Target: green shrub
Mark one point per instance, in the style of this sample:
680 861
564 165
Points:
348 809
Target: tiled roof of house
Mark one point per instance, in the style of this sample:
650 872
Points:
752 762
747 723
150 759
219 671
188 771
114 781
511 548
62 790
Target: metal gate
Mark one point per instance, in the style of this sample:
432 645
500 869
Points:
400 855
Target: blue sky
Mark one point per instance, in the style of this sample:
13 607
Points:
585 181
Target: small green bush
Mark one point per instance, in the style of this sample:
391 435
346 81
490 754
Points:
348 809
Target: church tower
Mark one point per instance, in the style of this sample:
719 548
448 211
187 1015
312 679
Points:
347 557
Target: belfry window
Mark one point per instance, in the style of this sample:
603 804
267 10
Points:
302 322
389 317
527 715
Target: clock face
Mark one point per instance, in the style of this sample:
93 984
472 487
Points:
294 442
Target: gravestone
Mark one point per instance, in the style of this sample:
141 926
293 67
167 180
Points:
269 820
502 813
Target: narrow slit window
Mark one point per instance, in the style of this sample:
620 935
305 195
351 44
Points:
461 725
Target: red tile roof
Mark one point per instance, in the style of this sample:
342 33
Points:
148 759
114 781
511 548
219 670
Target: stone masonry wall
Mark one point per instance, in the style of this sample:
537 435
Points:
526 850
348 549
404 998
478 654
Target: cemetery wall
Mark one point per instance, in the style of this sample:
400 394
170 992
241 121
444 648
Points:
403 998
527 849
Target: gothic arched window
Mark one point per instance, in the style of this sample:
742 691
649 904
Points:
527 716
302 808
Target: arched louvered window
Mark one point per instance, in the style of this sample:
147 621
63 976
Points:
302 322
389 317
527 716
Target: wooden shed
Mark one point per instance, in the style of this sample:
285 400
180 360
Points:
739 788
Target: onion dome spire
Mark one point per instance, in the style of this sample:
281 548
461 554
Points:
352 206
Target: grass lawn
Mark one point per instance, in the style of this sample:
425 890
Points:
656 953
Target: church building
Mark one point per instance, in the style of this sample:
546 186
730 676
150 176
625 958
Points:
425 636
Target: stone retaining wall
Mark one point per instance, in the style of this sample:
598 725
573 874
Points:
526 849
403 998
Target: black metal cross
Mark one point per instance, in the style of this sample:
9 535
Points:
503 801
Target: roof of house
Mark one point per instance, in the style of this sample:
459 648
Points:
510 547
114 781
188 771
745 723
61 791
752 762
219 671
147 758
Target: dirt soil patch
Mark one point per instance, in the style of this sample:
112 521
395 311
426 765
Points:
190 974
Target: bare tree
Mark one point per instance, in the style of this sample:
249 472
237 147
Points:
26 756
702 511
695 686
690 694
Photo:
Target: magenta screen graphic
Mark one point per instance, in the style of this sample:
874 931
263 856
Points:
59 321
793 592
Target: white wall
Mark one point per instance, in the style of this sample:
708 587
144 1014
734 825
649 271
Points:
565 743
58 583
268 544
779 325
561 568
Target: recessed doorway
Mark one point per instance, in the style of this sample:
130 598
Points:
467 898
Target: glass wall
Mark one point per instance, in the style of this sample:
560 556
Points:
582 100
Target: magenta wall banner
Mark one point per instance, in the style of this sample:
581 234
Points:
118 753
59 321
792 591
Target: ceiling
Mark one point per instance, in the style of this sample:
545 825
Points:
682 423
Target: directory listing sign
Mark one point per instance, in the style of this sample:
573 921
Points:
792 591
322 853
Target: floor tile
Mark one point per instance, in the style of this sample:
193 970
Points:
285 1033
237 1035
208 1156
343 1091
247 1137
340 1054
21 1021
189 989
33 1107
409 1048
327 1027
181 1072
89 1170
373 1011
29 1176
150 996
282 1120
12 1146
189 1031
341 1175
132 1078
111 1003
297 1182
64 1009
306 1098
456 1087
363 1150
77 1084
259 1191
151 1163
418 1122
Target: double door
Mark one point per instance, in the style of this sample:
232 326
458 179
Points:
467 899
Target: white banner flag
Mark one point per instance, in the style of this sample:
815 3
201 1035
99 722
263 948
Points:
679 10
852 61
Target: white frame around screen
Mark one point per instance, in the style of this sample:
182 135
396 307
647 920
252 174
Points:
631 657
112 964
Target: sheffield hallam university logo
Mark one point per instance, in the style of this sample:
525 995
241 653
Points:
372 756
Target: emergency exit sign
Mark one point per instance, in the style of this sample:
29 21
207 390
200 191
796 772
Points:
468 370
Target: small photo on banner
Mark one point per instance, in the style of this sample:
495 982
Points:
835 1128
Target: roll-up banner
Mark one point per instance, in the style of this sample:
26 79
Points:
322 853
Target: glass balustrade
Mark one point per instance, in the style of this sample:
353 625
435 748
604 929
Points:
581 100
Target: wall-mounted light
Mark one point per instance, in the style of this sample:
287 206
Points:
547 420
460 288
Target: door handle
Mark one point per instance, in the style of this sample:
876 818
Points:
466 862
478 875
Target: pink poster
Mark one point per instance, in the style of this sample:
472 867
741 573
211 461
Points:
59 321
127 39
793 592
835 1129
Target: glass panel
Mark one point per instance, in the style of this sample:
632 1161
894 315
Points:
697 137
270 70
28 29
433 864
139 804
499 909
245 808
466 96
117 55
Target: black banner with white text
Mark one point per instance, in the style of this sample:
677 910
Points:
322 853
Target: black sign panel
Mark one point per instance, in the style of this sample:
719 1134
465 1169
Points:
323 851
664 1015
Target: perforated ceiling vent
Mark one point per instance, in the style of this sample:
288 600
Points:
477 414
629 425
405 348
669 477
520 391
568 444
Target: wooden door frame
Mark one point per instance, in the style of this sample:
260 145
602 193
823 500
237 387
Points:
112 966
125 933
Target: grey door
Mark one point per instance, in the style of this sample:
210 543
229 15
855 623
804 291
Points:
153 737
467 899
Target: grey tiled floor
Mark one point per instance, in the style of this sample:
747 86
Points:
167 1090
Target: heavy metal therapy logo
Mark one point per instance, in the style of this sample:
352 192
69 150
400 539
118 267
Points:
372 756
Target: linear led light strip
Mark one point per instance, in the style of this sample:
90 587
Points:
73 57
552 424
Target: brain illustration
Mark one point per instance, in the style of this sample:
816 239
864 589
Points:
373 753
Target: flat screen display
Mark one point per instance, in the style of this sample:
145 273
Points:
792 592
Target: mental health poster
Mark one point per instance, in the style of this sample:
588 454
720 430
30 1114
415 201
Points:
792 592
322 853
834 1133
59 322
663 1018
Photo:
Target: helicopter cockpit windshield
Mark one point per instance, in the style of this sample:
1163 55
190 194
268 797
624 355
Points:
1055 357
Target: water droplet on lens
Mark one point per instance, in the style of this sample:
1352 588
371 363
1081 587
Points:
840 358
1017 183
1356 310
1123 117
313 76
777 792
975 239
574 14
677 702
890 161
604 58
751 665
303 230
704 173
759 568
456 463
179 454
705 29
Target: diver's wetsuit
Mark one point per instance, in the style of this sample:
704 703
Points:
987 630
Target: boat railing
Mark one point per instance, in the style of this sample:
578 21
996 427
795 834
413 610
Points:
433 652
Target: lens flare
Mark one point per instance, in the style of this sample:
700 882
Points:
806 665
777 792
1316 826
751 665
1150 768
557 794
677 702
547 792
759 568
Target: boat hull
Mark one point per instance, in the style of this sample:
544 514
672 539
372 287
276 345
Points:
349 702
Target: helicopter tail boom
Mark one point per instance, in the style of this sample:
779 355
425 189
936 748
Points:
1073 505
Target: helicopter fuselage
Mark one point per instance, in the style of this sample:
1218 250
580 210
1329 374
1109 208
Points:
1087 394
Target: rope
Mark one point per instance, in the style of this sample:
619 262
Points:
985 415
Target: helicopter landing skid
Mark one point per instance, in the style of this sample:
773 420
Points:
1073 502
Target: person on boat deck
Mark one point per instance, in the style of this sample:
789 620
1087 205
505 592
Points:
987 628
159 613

++++

JOB
Could you copy out the material above, from the line containing "Target: helicopter landing skid" through the end, keeping every line identical?

RESPONSE FOR THIS EXERCISE
Target: helicopter landing skid
Mark one point per instance, in the style of this sample:
773 420
Points:
1073 502
Target: person on boat deck
Mark one point per instance, in the style of this sample:
789 620
1087 205
505 592
Points:
987 628
159 613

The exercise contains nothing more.